ASSIGNMENT:
Copy the data exactly, line for line.

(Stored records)
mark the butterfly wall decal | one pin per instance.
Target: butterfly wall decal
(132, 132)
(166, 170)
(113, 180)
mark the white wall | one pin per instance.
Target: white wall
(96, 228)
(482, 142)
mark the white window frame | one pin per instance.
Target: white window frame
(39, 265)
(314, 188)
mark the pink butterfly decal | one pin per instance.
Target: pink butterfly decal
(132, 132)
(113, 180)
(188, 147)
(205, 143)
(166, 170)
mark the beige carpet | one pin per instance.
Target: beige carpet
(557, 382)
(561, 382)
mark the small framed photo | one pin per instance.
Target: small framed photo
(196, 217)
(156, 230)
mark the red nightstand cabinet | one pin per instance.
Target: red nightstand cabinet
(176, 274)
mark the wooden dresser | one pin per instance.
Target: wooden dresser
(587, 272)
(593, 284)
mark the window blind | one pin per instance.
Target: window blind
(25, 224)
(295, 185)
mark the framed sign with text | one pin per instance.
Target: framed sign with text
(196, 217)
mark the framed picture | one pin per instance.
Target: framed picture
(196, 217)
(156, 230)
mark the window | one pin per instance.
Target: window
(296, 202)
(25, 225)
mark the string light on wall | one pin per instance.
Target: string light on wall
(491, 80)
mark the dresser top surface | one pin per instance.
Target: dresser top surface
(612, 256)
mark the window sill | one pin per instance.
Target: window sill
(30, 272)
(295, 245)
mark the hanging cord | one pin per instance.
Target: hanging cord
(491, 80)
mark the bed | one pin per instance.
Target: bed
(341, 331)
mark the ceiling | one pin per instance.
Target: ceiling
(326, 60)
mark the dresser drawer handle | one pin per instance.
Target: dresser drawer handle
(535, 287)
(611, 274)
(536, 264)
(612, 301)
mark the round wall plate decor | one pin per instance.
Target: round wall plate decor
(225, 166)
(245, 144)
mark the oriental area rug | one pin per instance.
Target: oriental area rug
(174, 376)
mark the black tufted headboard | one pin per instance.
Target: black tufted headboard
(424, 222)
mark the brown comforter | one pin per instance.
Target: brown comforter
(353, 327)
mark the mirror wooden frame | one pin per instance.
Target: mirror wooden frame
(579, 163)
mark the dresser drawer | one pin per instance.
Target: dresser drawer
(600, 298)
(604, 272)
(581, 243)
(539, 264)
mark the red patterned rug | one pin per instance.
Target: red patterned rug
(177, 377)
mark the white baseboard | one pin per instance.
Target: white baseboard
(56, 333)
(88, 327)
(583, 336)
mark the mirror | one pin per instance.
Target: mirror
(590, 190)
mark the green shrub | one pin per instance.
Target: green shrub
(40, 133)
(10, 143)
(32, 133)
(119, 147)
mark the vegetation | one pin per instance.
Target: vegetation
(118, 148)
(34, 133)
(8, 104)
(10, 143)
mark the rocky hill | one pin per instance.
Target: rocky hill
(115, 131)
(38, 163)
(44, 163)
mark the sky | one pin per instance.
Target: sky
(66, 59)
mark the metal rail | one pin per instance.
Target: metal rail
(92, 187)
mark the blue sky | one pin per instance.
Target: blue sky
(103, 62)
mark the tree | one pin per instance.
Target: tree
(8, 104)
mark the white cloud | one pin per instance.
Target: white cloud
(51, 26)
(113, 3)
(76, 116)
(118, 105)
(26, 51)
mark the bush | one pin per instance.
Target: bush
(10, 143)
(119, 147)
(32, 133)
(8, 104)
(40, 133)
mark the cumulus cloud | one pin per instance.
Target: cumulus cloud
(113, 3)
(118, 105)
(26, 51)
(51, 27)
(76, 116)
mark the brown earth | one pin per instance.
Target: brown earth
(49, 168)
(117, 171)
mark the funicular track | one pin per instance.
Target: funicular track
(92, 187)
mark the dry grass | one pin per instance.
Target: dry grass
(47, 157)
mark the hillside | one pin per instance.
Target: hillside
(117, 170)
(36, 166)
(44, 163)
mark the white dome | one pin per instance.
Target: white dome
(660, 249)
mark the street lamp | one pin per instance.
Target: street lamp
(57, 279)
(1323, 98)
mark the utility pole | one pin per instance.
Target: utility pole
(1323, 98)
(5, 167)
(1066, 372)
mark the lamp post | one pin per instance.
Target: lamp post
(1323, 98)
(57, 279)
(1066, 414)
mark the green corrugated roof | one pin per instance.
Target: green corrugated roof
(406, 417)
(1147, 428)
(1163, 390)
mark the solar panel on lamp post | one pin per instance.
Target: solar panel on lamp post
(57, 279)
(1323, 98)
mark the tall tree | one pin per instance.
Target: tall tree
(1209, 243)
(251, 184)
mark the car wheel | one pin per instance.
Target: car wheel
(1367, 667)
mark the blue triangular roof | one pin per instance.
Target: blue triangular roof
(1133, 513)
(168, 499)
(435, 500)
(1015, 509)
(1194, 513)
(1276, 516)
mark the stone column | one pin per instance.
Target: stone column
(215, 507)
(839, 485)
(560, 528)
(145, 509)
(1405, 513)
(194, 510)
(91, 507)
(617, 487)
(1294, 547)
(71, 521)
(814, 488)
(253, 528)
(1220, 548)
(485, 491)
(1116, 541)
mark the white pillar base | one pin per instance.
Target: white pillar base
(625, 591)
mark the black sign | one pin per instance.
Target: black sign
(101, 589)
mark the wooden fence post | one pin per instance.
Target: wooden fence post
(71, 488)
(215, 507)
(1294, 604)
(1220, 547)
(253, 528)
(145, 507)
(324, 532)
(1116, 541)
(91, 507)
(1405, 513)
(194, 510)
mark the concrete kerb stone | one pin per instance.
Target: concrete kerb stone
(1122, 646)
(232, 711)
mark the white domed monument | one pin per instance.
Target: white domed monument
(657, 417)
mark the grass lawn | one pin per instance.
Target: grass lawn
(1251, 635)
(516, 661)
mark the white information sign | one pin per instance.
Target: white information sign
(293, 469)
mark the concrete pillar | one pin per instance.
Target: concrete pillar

ANSWER TO THIS PROBLEM:
mark the butterfly wall decal | one pin per instance.
Target: butterfly wall decal
(132, 132)
(166, 170)
(113, 180)
mark the white wall | one pin per instance.
Target: white wall
(96, 228)
(482, 142)
mark the white window frame | one pin per instance.
Target: white window frame
(39, 265)
(314, 188)
mark the pink butterfly decal | one pin per instance.
Target: pink butterfly decal
(132, 132)
(113, 180)
(188, 147)
(205, 143)
(166, 170)
mark the beige carpet | one pin per instance.
Target: beige carpet
(557, 382)
(561, 382)
mark the small framed photo | one pin per instance.
Target: small framed photo
(196, 217)
(156, 230)
mark the red nightstand cabinet | one pin per instance.
Target: red nightstand cabinet
(176, 274)
mark the wooden dresser | one pin per instance.
Target: wooden dresser
(587, 272)
(593, 284)
mark the window blind | one pin per instance.
Target: window blind
(25, 224)
(295, 185)
mark the framed sign with text | one pin per instance.
Target: framed sign with text
(196, 217)
mark the framed picture | one pin per instance.
Target: framed picture
(196, 217)
(156, 230)
mark the window | one pin per instance.
Target: window
(296, 202)
(25, 225)
mark the string light on wall | one pin per instance.
Target: string light on wall
(491, 80)
mark the dresser top surface | one pin per instance.
Target: dresser top surface
(612, 256)
mark the window sill | one pin per instance.
Target: window sill
(30, 272)
(295, 245)
mark the hanging cord | one pin per instance.
Target: hanging cord
(491, 80)
mark the bed | one pin per instance.
Target: bed
(341, 331)
mark the ceiling | one pin per instance.
Target: ceiling
(326, 60)
mark the dresser drawer handle | one pin per instance.
Target: dresser drawer handle
(535, 287)
(611, 274)
(536, 264)
(612, 301)
mark the round wall plate decor | one pin per instance.
Target: round wall plate decor
(225, 166)
(245, 144)
mark the oriental area rug | one pin per instance.
Target: oriental area rug
(174, 376)
mark the black tufted headboard | one pin per instance.
Target: black tufted headboard
(424, 222)
mark the brown comforter | one pin per instance.
Target: brown comforter
(353, 327)
mark the mirror wooden frame | one pin per instance.
Target: mirror wooden frame
(579, 163)
mark the dresser drawer | one pin per instance.
Target: dresser drawer
(600, 298)
(604, 272)
(581, 243)
(539, 264)
mark the red patterned rug | one pin per instance.
Target: red patterned rug
(177, 377)
mark the white baseboard | one pin per instance.
Target: white baseboard
(56, 333)
(88, 327)
(583, 336)
mark the mirror | one pin per instance.
Target: mirror
(590, 190)
mark the green shrub | one pin per instance.
Target: green shrub
(40, 133)
(10, 143)
(32, 133)
(119, 147)
mark the vegetation | one pin per instance.
Target: vegetation
(118, 148)
(34, 133)
(8, 104)
(10, 143)
mark the rocky hill | one pin per instance.
Target: rocky hill
(115, 131)
(38, 163)
(44, 163)
mark the sky | one pin per instance.
Target: sky
(66, 59)
mark the metal rail | one pin per instance.
Target: metal rail
(92, 187)
mark the blue sky | one pin per instance.
Target: blue sky
(103, 62)
mark the tree | one pin per instance.
Target: tree
(8, 104)
mark the white cloud | one pin per instance.
Target: white cloud
(51, 26)
(113, 3)
(76, 116)
(118, 105)
(26, 51)
mark the bush | one pin per instance.
Target: bush
(10, 143)
(119, 147)
(32, 133)
(8, 104)
(40, 133)
mark the cumulus cloud | one pin per instance.
Target: cumulus cloud
(113, 3)
(118, 105)
(26, 51)
(51, 27)
(76, 116)
mark the brown earth | one pin per instance.
Target: brown earth
(49, 168)
(117, 171)
mark the funicular track | one pin per instance.
Target: funicular track
(92, 187)
mark the dry grass | one pin per instance.
Target: dry grass
(47, 157)
mark the hillside | one pin per instance.
Target: hillside
(117, 170)
(36, 166)
(44, 163)
mark the white dome | one pin per instance.
Target: white dome
(660, 249)
mark the street lamp | one pin per instance.
Target: street lamp
(57, 279)
(1323, 98)
mark the utility pole | one pin per instance.
Target: utility pole
(1323, 98)
(5, 167)
(1066, 372)
mark the lamp post | one pin per instance.
Target: lamp post
(1323, 98)
(57, 279)
(1066, 414)
mark the green corrugated roof | one pin per instance.
Target: green corrugated roof
(406, 417)
(1147, 428)
(1163, 390)
mark the solar panel on lamp post | one pin per instance.
Target: solar panel on lamp post
(57, 279)
(1323, 98)
mark the tall tree | one pin per instance.
Target: tall tree
(1209, 243)
(251, 184)
mark the car wheel | one pin per instance.
Target: car wheel
(1367, 667)
mark the blue triangular roof | one pin per instance.
Target: blue triangular roof
(1133, 513)
(168, 499)
(435, 500)
(1015, 509)
(1194, 513)
(1276, 516)
mark the stone column | one pin per instance.
Target: stone column
(215, 507)
(839, 485)
(560, 528)
(145, 509)
(1405, 513)
(194, 510)
(91, 507)
(617, 487)
(1294, 547)
(71, 521)
(814, 488)
(253, 528)
(1220, 548)
(485, 491)
(1116, 541)
mark the white pillar base | one pin per instance.
Target: white pillar base
(625, 591)
mark the black sign | one pin per instance.
Target: black sign
(101, 589)
mark the wooden fence post | one pin per instance.
Target: wooden fence post
(71, 488)
(215, 507)
(1294, 604)
(1220, 547)
(253, 528)
(145, 507)
(324, 532)
(1116, 541)
(91, 507)
(1405, 513)
(194, 510)
mark the concrete kerb stone | one pin per instance.
Target: concrete kerb stone
(1122, 646)
(232, 711)
mark the white domed monument | one pin per instance.
Target: white domed monument
(657, 417)
mark the grass lawn | one pin per instance.
Target: grass lawn
(1251, 635)
(516, 661)
mark the white information sign | one pin per instance.
Target: white information sign
(293, 469)
mark the concrete pillar | one pin per instance.
Target: concrete pillar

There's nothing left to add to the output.